▸ TASK TO COMPLETE
Copy the records below in full, keeping each word as it is but omitting the pictures.

▸ EXTRACTED ENTRIES
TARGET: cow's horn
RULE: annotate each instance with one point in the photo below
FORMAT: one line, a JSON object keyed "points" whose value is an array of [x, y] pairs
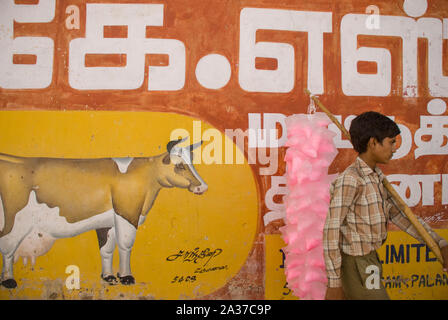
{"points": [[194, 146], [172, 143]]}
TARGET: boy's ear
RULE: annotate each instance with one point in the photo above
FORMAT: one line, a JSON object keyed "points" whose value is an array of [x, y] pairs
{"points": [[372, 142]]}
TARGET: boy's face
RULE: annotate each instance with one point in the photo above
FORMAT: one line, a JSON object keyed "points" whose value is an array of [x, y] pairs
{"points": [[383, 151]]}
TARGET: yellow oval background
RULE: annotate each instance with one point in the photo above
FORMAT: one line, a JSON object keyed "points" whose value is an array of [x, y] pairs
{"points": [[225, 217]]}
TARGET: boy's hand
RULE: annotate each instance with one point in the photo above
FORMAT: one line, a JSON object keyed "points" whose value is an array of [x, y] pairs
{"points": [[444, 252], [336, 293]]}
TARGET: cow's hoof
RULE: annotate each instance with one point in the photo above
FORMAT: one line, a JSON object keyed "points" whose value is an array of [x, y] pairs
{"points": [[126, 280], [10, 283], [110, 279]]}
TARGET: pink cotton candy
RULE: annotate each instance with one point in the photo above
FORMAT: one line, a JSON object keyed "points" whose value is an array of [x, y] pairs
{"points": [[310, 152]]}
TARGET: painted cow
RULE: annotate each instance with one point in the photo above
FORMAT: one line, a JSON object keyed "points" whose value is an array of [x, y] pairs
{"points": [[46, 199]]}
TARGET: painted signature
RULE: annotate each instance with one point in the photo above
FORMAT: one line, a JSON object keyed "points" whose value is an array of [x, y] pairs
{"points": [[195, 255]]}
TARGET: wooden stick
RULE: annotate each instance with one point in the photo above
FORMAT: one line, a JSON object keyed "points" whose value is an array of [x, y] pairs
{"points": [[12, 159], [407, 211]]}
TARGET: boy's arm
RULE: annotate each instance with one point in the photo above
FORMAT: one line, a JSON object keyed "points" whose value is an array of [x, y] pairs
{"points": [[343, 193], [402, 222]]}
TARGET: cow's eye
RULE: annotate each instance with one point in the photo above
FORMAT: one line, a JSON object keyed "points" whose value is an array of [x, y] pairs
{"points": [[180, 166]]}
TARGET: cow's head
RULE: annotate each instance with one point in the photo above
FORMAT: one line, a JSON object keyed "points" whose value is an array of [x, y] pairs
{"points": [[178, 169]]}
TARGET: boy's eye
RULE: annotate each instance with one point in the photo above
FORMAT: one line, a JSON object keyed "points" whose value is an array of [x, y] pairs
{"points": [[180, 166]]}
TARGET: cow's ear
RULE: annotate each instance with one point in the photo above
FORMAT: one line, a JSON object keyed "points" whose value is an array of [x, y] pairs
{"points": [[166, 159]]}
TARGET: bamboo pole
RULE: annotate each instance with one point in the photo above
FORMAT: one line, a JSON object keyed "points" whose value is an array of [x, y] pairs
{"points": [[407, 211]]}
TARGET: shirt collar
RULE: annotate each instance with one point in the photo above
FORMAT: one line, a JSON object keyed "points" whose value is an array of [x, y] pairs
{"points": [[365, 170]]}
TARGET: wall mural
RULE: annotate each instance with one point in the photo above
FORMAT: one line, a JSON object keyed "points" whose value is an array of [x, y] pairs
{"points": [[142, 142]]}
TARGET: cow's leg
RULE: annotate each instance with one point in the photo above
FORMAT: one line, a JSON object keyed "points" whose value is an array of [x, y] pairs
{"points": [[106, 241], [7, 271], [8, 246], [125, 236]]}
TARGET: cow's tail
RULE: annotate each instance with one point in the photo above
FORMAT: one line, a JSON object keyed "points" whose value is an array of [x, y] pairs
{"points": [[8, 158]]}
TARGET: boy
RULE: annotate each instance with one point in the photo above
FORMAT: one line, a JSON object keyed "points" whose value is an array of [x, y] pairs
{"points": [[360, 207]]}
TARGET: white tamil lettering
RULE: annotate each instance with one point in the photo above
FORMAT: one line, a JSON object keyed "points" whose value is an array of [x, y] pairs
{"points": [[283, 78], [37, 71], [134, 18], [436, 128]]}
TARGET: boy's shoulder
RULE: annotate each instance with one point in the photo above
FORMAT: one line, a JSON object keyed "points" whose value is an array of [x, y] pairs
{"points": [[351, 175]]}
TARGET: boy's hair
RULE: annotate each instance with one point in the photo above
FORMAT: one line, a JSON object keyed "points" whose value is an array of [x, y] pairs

▸ THE COMPLETED TASK
TARGET: cow's horn
RULE: annotate each instance with one point in the photo below
FORMAT: one line, a JSON object keyed "points" whose value is an array of [x, y] pairs
{"points": [[194, 146], [172, 143]]}
TARGET: boy's ear
RULE: annotate each instance with one point in the photo above
FORMAT: one line, a JSON object keyed "points" whose value is an array of [x, y] pairs
{"points": [[372, 142]]}
TARGET: boy's face
RULE: annotate each instance with one point in the photo above
FORMAT: one line, a JSON object keyed "points" whose value is an array of [x, y] pairs
{"points": [[383, 151]]}
TARGET: yellow oval background
RULE: annotate each instance with one point in the photo above
FORMAT: one line, a JSON object keyed "points" whose value is an array of [x, y] pairs
{"points": [[225, 217]]}
TARGET: boy's hand
RULE: annotate each instance with one point in the photo above
FORMAT: one line, a JSON object keyed "points" whose value is an array of [x, y] pairs
{"points": [[444, 252], [336, 293]]}
TARGET: cow's hoof
RULE: annotate each instance with one point in the photo above
FORMAT: one line, a JSON object keyed "points" whose value is an array of [x, y] pairs
{"points": [[126, 280], [10, 283], [110, 279]]}
TARGET: pink cotton candy
RULE: annotate each instance with one point in the photo above
FORMAT: one line, a JSON object keyed "points" whose value is an array of [x, y] pairs
{"points": [[310, 152]]}
TARGET: painted cow
RULE: annotate each instance with one point in the photo above
FORMAT: one line, a JSON object keyed "points" whose value is an array of [x, y] pairs
{"points": [[46, 199]]}
TARGET: painted signature
RULE: annotate each instance with one point in the photo above
FORMAT: one line, a JSON object keyed "points" whose value is an array of [x, y] pairs
{"points": [[195, 255]]}
TARGET: wooden stick
RULE: annotate each instance with one point in the photo above
FORMAT: one line, a JSON object keyed "points" whose value is an array of [x, y] pairs
{"points": [[12, 159], [407, 211]]}
TARGET: boy's arm
RULE: annotate each instance with one point in the photo above
FORMAT: one line, a JSON object keyed "points" whose value is an array of [x, y] pairs
{"points": [[343, 193], [402, 222]]}
TARGET: cow's eye
RULE: annotate each instance with one point in the photo above
FORMAT: one line, a JSON object keyed "points" whose value is an array of [x, y] pairs
{"points": [[180, 166]]}
TARGET: cow's head
RULE: annotate each instance with one point in the photo above
FORMAT: one line, a JSON object keyed "points" whose value is an array of [x, y] pairs
{"points": [[178, 169]]}
TARGET: boy's eye
RULE: annotate each instance with one point in the photo above
FORMAT: one line, a JSON object keyed "points" whose value is an array of [x, y] pairs
{"points": [[180, 166]]}
TARGET: cow's ear
RULE: annotate each instance with one point in the photo above
FORMAT: one line, a JSON object keyed "points" whose value is an array of [x, y] pairs
{"points": [[166, 159]]}
TARGET: bamboo pole
RULE: annotate each instance with one point in the photo above
FORMAT: one line, a JSON object keyed "points" whose value is an array of [x, y] pairs
{"points": [[407, 211]]}
TARGET: shirt collar
RULE: annotate each instance with one point in the photo above
FORMAT: one line, a JSON object keyed "points" whose value is an array of [x, y] pairs
{"points": [[365, 170]]}
TARGET: wall mural
RULE: annotate each instance with one point in the photo above
FORMAT: one line, a JSON object keyed "points" whose value is an array of [x, y] pairs
{"points": [[142, 142]]}
TARGET: cow's leg
RULE: annotate each instance with one point in the photo above
FORMAT: one line, a JSON object keyed "points" whose value is an array of [x, y] pairs
{"points": [[106, 241], [7, 271], [8, 246], [125, 236]]}
TARGET: cow's tail
RULE: annotate each instance with one point in the photo above
FORMAT: one line, a JSON object keyed "points" whose value is an array of [x, y] pairs
{"points": [[8, 158]]}
TARGET: boy
RULE: annotate each instance with one point in the photo above
FORMAT: one line, a JSON object keyed "points" whose value is an array of [x, y] pairs
{"points": [[360, 207]]}
TARGET: white tamil lettering
RULE: annotate each instance with one point in the photo above
FORMAT: one line, a JSON object keyed "points" whose value is an array of [x, y] pairs
{"points": [[283, 78], [37, 71], [134, 18], [436, 128]]}
TARGET: boy's shoulder
RULE: annotate each instance with one point in the photo above
FORMAT: one line, a JSON object keyed "points" whose value is an array of [x, y] pairs
{"points": [[351, 175]]}
TARGET: boy's hair
RULE: annotate each instance with one point in the photo above
FORMAT: one line, a JSON object keyed "points" whose value is an array of [x, y] pairs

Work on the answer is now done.